Work required - Write the records out again, unchanged.

Provided data -
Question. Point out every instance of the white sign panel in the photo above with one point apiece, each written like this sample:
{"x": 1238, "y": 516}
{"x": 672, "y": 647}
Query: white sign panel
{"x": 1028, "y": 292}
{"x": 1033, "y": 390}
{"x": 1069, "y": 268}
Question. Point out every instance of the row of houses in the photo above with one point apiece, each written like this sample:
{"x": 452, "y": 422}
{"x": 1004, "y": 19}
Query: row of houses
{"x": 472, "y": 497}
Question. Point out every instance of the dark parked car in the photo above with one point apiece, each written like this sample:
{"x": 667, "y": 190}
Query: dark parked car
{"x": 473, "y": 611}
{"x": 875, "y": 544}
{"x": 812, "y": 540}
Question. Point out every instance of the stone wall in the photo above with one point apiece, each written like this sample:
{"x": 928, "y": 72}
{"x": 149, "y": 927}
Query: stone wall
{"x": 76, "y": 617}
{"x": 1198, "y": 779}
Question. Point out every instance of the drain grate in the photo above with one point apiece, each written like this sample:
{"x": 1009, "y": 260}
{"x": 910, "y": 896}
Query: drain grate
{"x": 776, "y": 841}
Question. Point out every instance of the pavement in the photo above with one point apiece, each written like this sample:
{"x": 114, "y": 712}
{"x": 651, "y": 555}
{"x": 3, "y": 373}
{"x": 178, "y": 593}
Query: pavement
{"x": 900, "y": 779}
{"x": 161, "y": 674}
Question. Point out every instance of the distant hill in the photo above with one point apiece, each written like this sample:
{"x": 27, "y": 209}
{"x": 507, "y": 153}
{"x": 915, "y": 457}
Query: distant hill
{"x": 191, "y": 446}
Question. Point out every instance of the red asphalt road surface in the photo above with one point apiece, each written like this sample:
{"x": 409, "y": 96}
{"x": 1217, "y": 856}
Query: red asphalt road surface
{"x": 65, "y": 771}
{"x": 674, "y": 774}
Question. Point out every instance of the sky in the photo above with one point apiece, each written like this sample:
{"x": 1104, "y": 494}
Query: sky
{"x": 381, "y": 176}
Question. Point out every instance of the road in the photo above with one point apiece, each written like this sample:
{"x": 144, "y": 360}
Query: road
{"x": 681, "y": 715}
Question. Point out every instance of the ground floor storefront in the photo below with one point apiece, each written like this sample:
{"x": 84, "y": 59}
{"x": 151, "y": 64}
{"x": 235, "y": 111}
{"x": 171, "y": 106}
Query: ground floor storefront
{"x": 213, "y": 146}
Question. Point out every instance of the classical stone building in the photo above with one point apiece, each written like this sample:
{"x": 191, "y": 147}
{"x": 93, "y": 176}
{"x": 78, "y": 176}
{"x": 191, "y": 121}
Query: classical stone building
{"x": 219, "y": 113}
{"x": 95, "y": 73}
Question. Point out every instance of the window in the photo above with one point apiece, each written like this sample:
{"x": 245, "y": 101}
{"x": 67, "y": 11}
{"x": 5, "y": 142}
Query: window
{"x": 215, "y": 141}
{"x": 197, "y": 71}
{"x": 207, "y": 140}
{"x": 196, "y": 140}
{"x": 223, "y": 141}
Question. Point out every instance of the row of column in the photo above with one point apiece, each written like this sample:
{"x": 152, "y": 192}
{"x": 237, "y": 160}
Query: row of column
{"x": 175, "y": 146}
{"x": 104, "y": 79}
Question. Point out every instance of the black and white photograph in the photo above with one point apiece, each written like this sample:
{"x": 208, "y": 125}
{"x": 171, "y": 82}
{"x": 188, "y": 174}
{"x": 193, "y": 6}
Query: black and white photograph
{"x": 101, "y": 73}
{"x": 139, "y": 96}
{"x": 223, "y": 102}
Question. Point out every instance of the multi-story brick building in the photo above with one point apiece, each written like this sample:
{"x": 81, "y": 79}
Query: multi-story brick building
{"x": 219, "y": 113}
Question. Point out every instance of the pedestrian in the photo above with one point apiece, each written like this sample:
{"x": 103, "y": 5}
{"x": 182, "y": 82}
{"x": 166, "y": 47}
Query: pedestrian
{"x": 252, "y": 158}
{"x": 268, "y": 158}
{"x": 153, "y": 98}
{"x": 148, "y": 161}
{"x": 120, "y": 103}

Answer below -
Question. Point out every instance of the white sign panel in the photo above with one point apiece, each written like this sample:
{"x": 1238, "y": 516}
{"x": 672, "y": 647}
Query: white sign panel
{"x": 1028, "y": 292}
{"x": 1033, "y": 390}
{"x": 1069, "y": 268}
Question. Point out every instance of the row of houses in the photo above with one point apiece, each written like this sample:
{"x": 452, "y": 422}
{"x": 1004, "y": 19}
Query: row of houses
{"x": 472, "y": 497}
Question. Point out every instance of the dark parked car in the photo above with one point apiece, each written like this sample:
{"x": 667, "y": 190}
Query: dark parked car
{"x": 473, "y": 611}
{"x": 875, "y": 544}
{"x": 812, "y": 540}
Question. Point out every instance of the stone wall in the photo above with one point apiece, each written like this sample:
{"x": 928, "y": 72}
{"x": 149, "y": 927}
Query: stone wall
{"x": 76, "y": 617}
{"x": 1198, "y": 779}
Question. Point out every instance of the drain grate in the photo above with one point apiece, each written like this sample:
{"x": 1009, "y": 260}
{"x": 910, "y": 896}
Query: drain grate
{"x": 776, "y": 841}
Question. Point out every instance of the pavement in the photo above with one point apiece, each written like this sample:
{"x": 114, "y": 712}
{"x": 651, "y": 555}
{"x": 3, "y": 373}
{"x": 178, "y": 593}
Query: pavement
{"x": 900, "y": 779}
{"x": 161, "y": 674}
Question. Point out every instance of the distant hill in the photo above with one point apiece, each written like this sample:
{"x": 27, "y": 209}
{"x": 507, "y": 153}
{"x": 915, "y": 457}
Query: distant hill
{"x": 191, "y": 446}
Question. Point out every instance of the red asphalt road surface in the photo above with one point apiece, each written like this sample:
{"x": 409, "y": 96}
{"x": 1217, "y": 856}
Query: red asphalt road surface
{"x": 65, "y": 771}
{"x": 674, "y": 774}
Question. Point out every instance of the sky in the photo above with one point apiece, each written like this sample:
{"x": 1104, "y": 494}
Query: sky
{"x": 381, "y": 176}
Question. Point out every instance of the road in the photo above with one point apiece, each written like this sample:
{"x": 144, "y": 360}
Query: road
{"x": 681, "y": 715}
Question. Point out every instance of the ground floor storefront in the photo below with one point apiece, each written like this sample:
{"x": 84, "y": 59}
{"x": 151, "y": 64}
{"x": 235, "y": 111}
{"x": 171, "y": 106}
Query: ground floor storefront
{"x": 213, "y": 146}
Question. Point out every instance of the classical stone building in the photo above with one point apiece, each written like this sample:
{"x": 191, "y": 147}
{"x": 93, "y": 176}
{"x": 78, "y": 176}
{"x": 191, "y": 121}
Query: classical stone building
{"x": 219, "y": 113}
{"x": 95, "y": 73}
Question. Point out every instance of the window in the photo above with one point apiece, each written like this sample:
{"x": 245, "y": 101}
{"x": 67, "y": 11}
{"x": 5, "y": 142}
Query: window
{"x": 215, "y": 141}
{"x": 197, "y": 71}
{"x": 207, "y": 140}
{"x": 196, "y": 140}
{"x": 223, "y": 141}
Question. Point out every instance of the row of column in the photo above with one point apiece, each written like this sample:
{"x": 152, "y": 192}
{"x": 237, "y": 160}
Query: row of column
{"x": 175, "y": 146}
{"x": 104, "y": 79}
Question. Point out every instance of the black and white photograph in the photo above with one point apiece, each written like this sample:
{"x": 208, "y": 125}
{"x": 171, "y": 82}
{"x": 188, "y": 174}
{"x": 193, "y": 6}
Query: black and white photograph
{"x": 101, "y": 73}
{"x": 139, "y": 96}
{"x": 223, "y": 102}
Question. Point out every instance of the multi-story brick building in the photo above with one point apiece, each written like this sample:
{"x": 81, "y": 79}
Query: multi-story brick building
{"x": 219, "y": 113}
Question. Point out every instance of the pedestrian in the photo above with one point apiece, each written like this sample:
{"x": 103, "y": 5}
{"x": 182, "y": 82}
{"x": 166, "y": 47}
Query: pedestrian
{"x": 252, "y": 158}
{"x": 268, "y": 158}
{"x": 153, "y": 98}
{"x": 148, "y": 161}
{"x": 120, "y": 103}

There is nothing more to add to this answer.